— START —
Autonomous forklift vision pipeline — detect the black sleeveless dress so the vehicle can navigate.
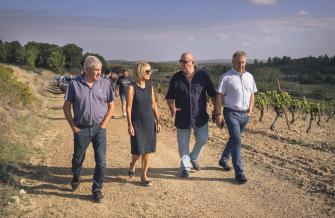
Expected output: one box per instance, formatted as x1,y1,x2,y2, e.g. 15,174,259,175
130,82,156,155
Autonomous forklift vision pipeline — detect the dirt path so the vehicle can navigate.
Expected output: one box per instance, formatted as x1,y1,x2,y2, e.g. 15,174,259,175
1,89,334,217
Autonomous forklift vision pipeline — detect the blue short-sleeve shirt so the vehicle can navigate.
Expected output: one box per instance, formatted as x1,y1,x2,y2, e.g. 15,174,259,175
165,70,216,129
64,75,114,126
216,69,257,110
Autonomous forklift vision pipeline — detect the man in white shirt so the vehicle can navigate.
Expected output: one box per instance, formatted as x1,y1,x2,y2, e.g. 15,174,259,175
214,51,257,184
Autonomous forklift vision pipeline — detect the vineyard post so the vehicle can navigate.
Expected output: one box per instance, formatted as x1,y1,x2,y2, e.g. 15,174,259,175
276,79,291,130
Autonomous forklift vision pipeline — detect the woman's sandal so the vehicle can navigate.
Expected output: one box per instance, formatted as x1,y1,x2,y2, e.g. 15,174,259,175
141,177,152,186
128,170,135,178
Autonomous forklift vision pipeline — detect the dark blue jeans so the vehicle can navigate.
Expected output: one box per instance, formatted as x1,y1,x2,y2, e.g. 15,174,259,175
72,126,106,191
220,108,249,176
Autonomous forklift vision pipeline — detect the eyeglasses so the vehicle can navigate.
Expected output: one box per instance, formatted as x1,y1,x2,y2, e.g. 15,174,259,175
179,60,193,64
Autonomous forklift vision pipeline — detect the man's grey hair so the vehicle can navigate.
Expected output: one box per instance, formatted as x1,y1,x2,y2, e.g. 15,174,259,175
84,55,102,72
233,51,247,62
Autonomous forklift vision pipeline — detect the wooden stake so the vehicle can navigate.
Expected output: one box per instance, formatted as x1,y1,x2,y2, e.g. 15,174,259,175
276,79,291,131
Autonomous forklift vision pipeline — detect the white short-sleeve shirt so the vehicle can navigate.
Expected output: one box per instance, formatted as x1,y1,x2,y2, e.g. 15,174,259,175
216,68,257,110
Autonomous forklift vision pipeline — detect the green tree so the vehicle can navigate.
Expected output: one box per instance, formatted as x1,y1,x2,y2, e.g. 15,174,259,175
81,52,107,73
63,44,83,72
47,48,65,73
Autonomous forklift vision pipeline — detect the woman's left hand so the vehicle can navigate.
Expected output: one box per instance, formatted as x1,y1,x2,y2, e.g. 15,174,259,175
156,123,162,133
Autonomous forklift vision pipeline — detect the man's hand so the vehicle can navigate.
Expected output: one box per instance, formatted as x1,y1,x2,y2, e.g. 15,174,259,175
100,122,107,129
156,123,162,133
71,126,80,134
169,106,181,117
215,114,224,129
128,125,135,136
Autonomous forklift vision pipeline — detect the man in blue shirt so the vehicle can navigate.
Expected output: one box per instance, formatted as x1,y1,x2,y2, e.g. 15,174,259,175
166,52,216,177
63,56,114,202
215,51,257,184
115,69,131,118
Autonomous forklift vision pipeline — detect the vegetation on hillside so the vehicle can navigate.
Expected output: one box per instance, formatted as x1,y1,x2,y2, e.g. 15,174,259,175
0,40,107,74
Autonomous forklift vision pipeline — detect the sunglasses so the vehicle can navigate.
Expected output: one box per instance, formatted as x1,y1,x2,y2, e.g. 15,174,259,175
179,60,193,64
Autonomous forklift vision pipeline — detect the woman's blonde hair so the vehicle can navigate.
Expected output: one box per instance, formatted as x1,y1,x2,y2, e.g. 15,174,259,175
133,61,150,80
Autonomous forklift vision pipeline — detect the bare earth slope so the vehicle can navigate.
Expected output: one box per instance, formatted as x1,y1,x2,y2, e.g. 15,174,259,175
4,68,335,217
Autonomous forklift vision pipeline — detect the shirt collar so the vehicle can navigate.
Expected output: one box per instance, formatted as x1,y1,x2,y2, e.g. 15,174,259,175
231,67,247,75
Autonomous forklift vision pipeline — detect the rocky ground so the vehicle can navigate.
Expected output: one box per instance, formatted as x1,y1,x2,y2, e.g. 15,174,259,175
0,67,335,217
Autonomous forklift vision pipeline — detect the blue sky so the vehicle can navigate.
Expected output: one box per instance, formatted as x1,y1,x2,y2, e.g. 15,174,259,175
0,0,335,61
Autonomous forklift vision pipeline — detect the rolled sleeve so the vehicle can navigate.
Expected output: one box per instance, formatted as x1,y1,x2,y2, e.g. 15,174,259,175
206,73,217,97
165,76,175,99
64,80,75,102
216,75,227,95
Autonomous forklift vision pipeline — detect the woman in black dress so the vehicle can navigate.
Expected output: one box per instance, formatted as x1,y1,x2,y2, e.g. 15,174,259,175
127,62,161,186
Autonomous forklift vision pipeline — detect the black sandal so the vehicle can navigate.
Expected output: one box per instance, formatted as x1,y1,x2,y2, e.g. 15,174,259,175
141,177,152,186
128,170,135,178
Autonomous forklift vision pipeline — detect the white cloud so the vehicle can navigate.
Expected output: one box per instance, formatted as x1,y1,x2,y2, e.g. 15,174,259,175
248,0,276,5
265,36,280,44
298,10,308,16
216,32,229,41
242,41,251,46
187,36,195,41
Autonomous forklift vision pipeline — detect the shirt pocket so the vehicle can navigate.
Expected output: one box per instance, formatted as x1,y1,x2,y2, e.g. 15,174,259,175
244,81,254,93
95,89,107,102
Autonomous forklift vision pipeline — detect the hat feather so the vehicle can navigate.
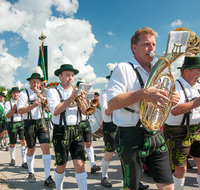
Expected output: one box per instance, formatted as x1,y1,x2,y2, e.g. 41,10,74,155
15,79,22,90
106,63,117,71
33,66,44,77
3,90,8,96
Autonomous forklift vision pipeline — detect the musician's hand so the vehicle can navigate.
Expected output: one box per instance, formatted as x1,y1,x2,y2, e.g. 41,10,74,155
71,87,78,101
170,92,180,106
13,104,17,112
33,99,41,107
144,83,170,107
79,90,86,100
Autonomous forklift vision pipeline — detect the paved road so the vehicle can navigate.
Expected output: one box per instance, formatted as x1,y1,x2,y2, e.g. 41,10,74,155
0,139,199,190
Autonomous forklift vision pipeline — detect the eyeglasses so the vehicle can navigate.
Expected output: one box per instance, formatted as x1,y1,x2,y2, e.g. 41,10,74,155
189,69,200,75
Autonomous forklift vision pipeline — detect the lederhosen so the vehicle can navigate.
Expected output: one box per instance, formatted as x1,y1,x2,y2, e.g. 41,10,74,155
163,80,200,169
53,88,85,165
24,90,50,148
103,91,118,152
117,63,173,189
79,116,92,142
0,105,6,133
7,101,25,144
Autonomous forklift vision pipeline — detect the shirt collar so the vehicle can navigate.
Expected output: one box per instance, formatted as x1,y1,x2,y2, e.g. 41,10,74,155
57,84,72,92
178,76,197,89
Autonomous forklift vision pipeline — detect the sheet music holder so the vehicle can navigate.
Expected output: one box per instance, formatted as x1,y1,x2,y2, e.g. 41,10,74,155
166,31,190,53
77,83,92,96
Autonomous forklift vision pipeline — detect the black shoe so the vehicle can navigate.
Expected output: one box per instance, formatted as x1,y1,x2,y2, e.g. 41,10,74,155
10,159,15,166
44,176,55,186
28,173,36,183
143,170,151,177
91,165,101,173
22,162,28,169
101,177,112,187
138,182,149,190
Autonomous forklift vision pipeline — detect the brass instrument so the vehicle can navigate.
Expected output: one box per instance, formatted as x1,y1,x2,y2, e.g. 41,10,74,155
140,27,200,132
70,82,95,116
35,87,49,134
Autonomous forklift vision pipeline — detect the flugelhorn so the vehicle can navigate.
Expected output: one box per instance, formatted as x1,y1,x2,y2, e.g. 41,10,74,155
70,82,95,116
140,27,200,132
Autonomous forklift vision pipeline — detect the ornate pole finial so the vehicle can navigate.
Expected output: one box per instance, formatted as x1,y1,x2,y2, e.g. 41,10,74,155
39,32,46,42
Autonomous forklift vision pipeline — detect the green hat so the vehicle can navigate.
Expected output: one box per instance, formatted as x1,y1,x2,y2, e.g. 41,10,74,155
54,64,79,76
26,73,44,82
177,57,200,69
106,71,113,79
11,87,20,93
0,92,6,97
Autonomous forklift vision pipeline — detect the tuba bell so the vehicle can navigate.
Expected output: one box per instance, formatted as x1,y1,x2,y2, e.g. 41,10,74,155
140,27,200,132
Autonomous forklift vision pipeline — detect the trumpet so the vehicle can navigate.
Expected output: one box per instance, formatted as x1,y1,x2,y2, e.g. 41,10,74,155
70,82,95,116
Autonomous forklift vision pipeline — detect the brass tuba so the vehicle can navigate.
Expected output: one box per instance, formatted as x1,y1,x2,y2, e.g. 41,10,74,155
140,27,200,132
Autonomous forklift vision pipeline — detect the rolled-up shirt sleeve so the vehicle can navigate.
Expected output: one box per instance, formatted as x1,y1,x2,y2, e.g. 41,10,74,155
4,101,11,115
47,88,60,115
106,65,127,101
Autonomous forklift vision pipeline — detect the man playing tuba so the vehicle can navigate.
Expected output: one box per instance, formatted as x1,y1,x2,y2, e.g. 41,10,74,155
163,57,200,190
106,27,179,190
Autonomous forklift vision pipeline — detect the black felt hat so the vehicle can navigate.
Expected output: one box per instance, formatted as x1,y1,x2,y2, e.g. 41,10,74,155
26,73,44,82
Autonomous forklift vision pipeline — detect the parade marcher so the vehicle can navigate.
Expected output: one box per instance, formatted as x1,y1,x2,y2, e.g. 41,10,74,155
— END —
REQUIRED TASK: Gather each line of the listing that contains the string "green". Case counts, so only lines with that same capitalization qualify.

FINISHED ANSWER:
Autonomous forklift vision pipeline — detect the green tree so the vehicle can navigate.
Autonomous forklift vision pipeline — detect the green hat so the vehicle can navigate.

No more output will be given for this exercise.